Written exercise:
Which lines in the records below contain the string "vinyl", with case counting? Pull out each of those lines.

Data supplied:
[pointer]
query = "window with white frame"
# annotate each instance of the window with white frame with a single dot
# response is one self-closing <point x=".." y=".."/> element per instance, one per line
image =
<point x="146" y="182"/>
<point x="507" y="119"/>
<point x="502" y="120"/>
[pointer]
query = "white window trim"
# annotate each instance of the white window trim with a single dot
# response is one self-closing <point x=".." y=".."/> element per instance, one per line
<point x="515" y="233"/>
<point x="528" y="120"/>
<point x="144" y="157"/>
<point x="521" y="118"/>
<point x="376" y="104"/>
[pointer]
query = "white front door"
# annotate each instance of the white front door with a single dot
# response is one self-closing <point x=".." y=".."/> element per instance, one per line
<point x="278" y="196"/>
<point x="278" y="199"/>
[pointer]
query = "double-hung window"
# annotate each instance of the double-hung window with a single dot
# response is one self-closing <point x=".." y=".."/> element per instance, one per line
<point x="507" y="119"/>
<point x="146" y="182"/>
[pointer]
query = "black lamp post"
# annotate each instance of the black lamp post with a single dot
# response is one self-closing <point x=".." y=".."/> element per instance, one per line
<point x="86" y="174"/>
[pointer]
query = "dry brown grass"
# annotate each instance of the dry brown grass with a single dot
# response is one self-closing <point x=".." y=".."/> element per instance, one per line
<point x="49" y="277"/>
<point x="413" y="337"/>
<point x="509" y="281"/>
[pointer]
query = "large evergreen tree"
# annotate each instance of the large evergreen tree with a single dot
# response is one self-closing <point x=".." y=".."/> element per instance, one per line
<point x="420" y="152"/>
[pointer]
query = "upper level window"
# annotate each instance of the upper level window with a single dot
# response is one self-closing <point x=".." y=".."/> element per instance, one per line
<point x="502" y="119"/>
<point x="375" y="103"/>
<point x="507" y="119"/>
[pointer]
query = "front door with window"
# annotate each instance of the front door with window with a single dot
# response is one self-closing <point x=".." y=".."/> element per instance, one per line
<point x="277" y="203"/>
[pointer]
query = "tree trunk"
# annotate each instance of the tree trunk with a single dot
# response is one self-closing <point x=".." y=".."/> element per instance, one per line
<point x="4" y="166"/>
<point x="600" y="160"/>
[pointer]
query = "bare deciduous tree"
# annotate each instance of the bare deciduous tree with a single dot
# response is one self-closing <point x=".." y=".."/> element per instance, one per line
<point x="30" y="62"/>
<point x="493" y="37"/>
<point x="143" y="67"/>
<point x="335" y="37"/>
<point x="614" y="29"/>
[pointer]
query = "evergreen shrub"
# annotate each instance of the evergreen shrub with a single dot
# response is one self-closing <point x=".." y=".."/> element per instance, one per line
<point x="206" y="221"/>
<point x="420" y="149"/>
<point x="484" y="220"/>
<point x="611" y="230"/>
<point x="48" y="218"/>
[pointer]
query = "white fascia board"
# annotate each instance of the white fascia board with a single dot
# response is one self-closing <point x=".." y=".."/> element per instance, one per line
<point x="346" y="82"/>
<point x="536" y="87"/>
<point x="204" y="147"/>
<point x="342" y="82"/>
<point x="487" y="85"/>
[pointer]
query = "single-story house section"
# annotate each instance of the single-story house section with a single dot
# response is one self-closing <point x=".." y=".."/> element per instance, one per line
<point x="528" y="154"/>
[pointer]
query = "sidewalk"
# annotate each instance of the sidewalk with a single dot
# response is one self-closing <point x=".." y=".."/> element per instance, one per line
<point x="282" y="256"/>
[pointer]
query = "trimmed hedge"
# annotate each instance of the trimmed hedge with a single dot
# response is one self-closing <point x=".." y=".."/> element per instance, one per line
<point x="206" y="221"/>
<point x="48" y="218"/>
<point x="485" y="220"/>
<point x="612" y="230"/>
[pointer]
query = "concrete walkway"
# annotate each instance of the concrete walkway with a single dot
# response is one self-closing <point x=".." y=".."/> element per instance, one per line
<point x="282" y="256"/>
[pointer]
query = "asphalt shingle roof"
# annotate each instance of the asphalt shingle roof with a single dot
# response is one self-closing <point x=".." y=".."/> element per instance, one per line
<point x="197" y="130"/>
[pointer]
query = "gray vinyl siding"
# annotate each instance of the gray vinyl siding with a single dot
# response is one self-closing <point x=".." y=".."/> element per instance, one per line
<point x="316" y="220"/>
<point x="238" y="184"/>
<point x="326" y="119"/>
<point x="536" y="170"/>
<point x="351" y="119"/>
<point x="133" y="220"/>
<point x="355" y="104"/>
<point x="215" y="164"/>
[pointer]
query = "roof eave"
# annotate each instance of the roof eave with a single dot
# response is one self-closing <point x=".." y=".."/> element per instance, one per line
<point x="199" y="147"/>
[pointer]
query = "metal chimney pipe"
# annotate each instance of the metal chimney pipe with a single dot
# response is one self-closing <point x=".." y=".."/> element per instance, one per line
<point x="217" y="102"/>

Result of the exercise:
query = "gray vinyl siding"
# annotate each instance of the gray vinyl siding with a single dot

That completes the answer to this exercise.